- **TEXT FOR ANALYSIS**
#####

So as you can see here, how the TCHAR type is defined depends on whether the "UNICODE" macro is defined. In this way, the "UNICODE" macro becomes a sort of switch that lets you say "I'm going to be using Unicode strings, so make my TCHAR a wide character." And this is exactly what Visual C++ does when you set the project's "character set" to Unicode: it defines UNICODE for you. So what you get out of this is the ability to write code that can compile to use either ANSI strings or Unicode strings depending on a macro definition or a compiler setting. This ability is further aided by the TEXT() macro, which will produce either an ANSI or Unicode string literal:


LPCTSTR sTString = TEXT("This could be either an ANSI or Unicode string!");


Now that you know about TCHAR's, things might make a bit more sense if you look at the documentation for any Windows API function that accepts a string. For example, let's look at the documentation for MessageBox. The prototype shown on MSDN looks like this:


int MessageBox( HWND hWnd,
LPCTSTR lpText,
LPCTSTR lpCaption,
UINT uType
);


As you can see, it asks for a string of TCHAR's. This makes sense, since your app could be using either character type and the API doesn't want to force either type on you (unless you're using VB6 or .NET, of course [smile]). However there's a big problem with this: the functions that make up the Windows API are implemented as precompiled DLL's. Since TCHAR is resolved at compile-time, the function had to be compiled as either ANSI or Unicode. So how did MS get around this? They compiled both!

#####

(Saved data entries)
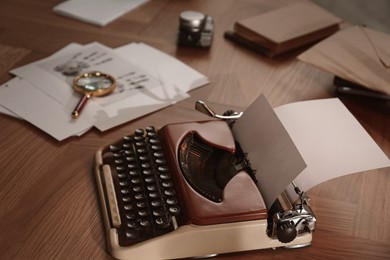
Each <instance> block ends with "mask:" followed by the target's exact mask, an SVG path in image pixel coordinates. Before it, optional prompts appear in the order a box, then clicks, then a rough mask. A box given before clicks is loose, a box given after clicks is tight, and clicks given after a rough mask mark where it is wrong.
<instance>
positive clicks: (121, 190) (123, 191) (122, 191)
mask: <svg viewBox="0 0 390 260" xmlns="http://www.w3.org/2000/svg"><path fill="white" fill-rule="evenodd" d="M121 193H122V194H129V193H130V190H129V189H121Z"/></svg>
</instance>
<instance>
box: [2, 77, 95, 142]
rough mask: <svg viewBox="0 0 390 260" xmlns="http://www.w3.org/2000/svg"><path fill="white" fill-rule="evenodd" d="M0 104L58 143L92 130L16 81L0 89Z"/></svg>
mask: <svg viewBox="0 0 390 260" xmlns="http://www.w3.org/2000/svg"><path fill="white" fill-rule="evenodd" d="M0 104H2V105H4V106H6V107H7V108H8V109H10V110H11V111H12V112H13V113H15V114H17V115H19V116H20V117H22V118H24V119H25V120H27V121H28V122H30V123H31V124H33V125H35V126H37V127H38V128H40V129H42V130H43V131H45V132H46V133H48V134H50V135H51V136H53V137H54V138H56V139H57V140H59V141H61V140H64V139H65V138H68V137H70V136H73V135H77V134H78V133H82V132H85V131H86V130H88V129H90V128H91V127H92V125H91V124H90V123H89V122H88V121H86V120H83V119H82V118H80V119H78V120H73V119H72V118H71V117H70V114H69V111H67V110H65V109H64V107H63V106H62V105H61V104H60V103H58V102H57V101H56V100H54V99H52V98H51V97H49V96H48V95H46V94H45V93H43V92H42V91H40V90H39V89H37V88H35V87H33V86H31V85H30V84H29V83H28V82H26V81H24V80H23V79H20V78H18V77H15V78H13V79H12V80H10V81H8V82H7V83H5V84H4V85H3V86H1V87H0Z"/></svg>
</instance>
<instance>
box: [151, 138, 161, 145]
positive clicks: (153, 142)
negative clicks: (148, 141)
mask: <svg viewBox="0 0 390 260" xmlns="http://www.w3.org/2000/svg"><path fill="white" fill-rule="evenodd" d="M149 142H150V143H151V144H158V143H159V142H160V141H159V140H158V139H157V138H150V139H149Z"/></svg>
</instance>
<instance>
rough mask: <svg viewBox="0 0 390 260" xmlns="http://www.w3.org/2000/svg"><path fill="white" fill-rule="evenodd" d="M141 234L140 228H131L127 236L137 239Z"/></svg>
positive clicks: (126, 234) (129, 237)
mask: <svg viewBox="0 0 390 260" xmlns="http://www.w3.org/2000/svg"><path fill="white" fill-rule="evenodd" d="M138 235H139V231H138V230H129V231H127V232H126V237H127V238H128V239H135V238H137V237H138Z"/></svg>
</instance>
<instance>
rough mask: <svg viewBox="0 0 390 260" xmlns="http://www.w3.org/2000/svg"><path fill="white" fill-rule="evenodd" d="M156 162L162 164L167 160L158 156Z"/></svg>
mask: <svg viewBox="0 0 390 260" xmlns="http://www.w3.org/2000/svg"><path fill="white" fill-rule="evenodd" d="M156 163H157V164H160V165H161V164H166V163H167V161H166V160H165V159H164V158H157V159H156Z"/></svg>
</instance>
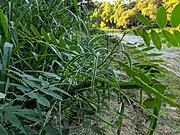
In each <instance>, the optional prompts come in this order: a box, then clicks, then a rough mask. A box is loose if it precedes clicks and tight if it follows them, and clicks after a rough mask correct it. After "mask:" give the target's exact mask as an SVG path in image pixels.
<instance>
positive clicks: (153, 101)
mask: <svg viewBox="0 0 180 135" xmlns="http://www.w3.org/2000/svg"><path fill="white" fill-rule="evenodd" d="M156 104H157V103H156V99H154V98H149V99H146V100H145V101H144V103H143V105H144V106H145V107H146V108H148V109H151V108H154V107H156Z"/></svg>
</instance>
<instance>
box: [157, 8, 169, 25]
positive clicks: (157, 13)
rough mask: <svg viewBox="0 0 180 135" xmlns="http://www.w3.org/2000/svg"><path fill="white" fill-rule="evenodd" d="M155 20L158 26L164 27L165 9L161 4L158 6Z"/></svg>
mask: <svg viewBox="0 0 180 135" xmlns="http://www.w3.org/2000/svg"><path fill="white" fill-rule="evenodd" d="M156 21H157V24H158V26H159V27H161V28H164V27H166V24H167V12H166V9H165V8H164V7H163V6H162V7H160V8H159V10H158V12H157V14H156Z"/></svg>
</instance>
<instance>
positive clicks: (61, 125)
mask: <svg viewBox="0 0 180 135" xmlns="http://www.w3.org/2000/svg"><path fill="white" fill-rule="evenodd" d="M61 120H62V119H61V101H59V135H62V125H61Z"/></svg>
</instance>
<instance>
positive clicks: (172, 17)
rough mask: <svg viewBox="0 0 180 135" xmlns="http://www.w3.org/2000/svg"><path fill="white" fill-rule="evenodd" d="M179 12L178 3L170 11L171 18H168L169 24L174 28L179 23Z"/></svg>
mask: <svg viewBox="0 0 180 135" xmlns="http://www.w3.org/2000/svg"><path fill="white" fill-rule="evenodd" d="M179 13H180V4H177V5H176V7H175V8H174V9H173V11H172V14H171V19H170V23H171V26H172V27H174V28H176V27H177V26H179V24H180V17H179Z"/></svg>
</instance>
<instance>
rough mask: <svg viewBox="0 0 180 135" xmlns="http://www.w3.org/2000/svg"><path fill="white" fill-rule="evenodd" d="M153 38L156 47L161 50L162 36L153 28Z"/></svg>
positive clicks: (153, 40) (157, 48) (152, 40)
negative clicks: (153, 29) (158, 33)
mask: <svg viewBox="0 0 180 135" xmlns="http://www.w3.org/2000/svg"><path fill="white" fill-rule="evenodd" d="M151 38H152V41H153V43H154V45H155V47H156V48H157V49H158V50H161V48H162V43H161V38H160V37H159V35H158V34H157V33H156V31H154V30H151Z"/></svg>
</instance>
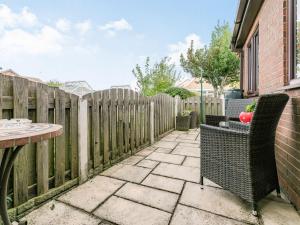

#####

- **TASKS FOR THIS EXERCISE**
A: Answer these questions using the text on TCHAR strings:
(i) What does Visual C++ do when a project's character set is set to Unicode?
(ii) Which macro produces either an ANSI or a Unicode string literal?
(iii) How are the functions that make up the Windows API implemented?
B: Carry the text on TCHAR strings forward from its final sentence.

- **EXPECTED RESPONSES**
A:
(i) It defines the UNICODE macro.
(ii) The TEXT() macro.
(iii) As precompiled DLLs.

B:
See, the function prototype you see in the documentation isn't actually a prototype of any existing function. It's just a bunch of syntatic sugar to make things look nice for you when you're learning how a function works, and tells you how you should be using it. In actuality, every function that accepts strings has two versions: one with an "A" suffix that takes ANSI strings, and one with a "W" suffix that takes Unicode strings. When you call a function like MessageBox, you're actually calling a macro that's defined to one of its two versions depending on whether the UNICODE macro is defined. This means that the Windows headers has something that looks like this:


WINUSERAPI
int
WINAPI
MessageBoxA(
__in_opt HWND hWnd,
__in_opt LPCSTR lpText,
__in_opt LPCSTR lpCaption,
__in UINT uType);
WINUSERAPI
int
WINAPI
MessageBoxW(
__in_opt HWND hWnd,
__in_opt LPCWSTR lpText,
__in_opt LPCWSTR lpCaption,
__in UINT uType);
#ifdef UNICODE
#define MessageBox MessageBoxW
#else
#define MessageBox MessageBoxA
#endif


Pretty tricky, eh? With these macros, the ugliness of having two functions is kept reasonably transparent for the programmer (with the disadvantage of causing some confusion among Windows newbies). Of course these macros can be bypassed completely if you want, by simply calling one of the typed versions directly. This is important for programs that dynamically load functions from Windows DLL's at runtime, using LoadLibrary and GetProcAddress. Since macros like "MessageBox" don't actually exist in the DLL, you have to specify the name of one of the "real" functions.

Anyway, that's basically a summarized guide of how the Windows API handles Unicode. With this, you should be able to get started with using Windows API functions, or at least know what kinds of questions to ask when you need something cleared up on the issue.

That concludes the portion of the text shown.